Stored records
——————
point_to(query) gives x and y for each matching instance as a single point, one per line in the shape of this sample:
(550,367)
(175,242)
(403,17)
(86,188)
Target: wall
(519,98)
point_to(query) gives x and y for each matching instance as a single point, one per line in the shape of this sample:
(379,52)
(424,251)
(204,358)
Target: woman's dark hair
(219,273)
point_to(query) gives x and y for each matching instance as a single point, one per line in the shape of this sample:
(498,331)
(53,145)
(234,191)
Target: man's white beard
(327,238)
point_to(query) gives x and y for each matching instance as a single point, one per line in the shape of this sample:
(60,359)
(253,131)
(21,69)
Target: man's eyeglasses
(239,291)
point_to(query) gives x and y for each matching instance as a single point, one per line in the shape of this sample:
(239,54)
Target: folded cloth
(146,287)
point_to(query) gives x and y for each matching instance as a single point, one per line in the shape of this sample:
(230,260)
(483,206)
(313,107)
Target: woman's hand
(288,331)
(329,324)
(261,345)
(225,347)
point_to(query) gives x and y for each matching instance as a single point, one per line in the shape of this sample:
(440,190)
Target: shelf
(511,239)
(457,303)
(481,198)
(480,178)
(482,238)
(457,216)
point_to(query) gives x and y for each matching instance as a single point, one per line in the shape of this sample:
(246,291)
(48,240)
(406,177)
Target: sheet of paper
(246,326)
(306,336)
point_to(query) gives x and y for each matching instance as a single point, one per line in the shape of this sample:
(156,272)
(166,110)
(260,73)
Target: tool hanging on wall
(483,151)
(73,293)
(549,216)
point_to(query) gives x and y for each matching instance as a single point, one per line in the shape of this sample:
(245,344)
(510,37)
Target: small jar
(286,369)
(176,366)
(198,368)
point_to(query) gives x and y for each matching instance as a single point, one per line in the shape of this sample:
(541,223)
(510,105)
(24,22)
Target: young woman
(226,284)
——————
**Problem details:**
What is needed is an exact copy of all the data above.

**Solution to this task:**
point_to(query) gives x and y for each matching instance as a single point, one per line in the shape of this sample:
(550,367)
(175,242)
(403,17)
(86,188)
Target: wall
(519,98)
point_to(query) gives x and y for each matching instance as a single point, one per line in the shape of this sample:
(379,52)
(424,251)
(204,358)
Target: woman's dark hair
(219,273)
point_to(query) gives x and y for each matching instance as a single point, one per line in the shape of this sample:
(498,331)
(53,145)
(234,191)
Target: man's white beard
(327,238)
point_to(query) gives x and y for each matching instance as a single point, one per line in the shape of this sample:
(60,359)
(253,131)
(21,69)
Target: man's eyeglasses
(239,291)
point_to(query) gives x and y for each matching instance as a single point, one per line in the shape of this sample:
(239,54)
Target: folded cloth
(146,287)
point_to(query) gives x and y for each matching instance as a single point, one per line in the shape of this sample:
(230,260)
(483,206)
(313,107)
Target: woman's hand
(288,331)
(329,324)
(261,345)
(225,347)
point_to(query) gives x and y for each matching instance as a single point, one per line in the shape of this sample:
(440,190)
Target: shelf
(511,239)
(457,303)
(481,198)
(480,178)
(482,238)
(457,216)
point_to(query) gives x and y for each matching instance as a single point, one per line in the shape of this sample:
(246,291)
(48,240)
(406,177)
Target: sheet of paper
(246,326)
(306,336)
point_to(query) gives x and y for each matching instance as a single point, one per line in the shape of this sample:
(156,272)
(166,110)
(260,73)
Target: tool hanging on wall
(483,151)
(73,293)
(549,216)
point_to(query) gives x and y for each matching instance as a single point, one per line in the shape of this sample:
(245,344)
(510,37)
Target: small jar
(286,369)
(176,366)
(198,368)
point_to(query) gives x and y for each matching instance as a single point, one per line in the shape of this sample:
(541,223)
(510,105)
(24,22)
Target: young woman
(226,284)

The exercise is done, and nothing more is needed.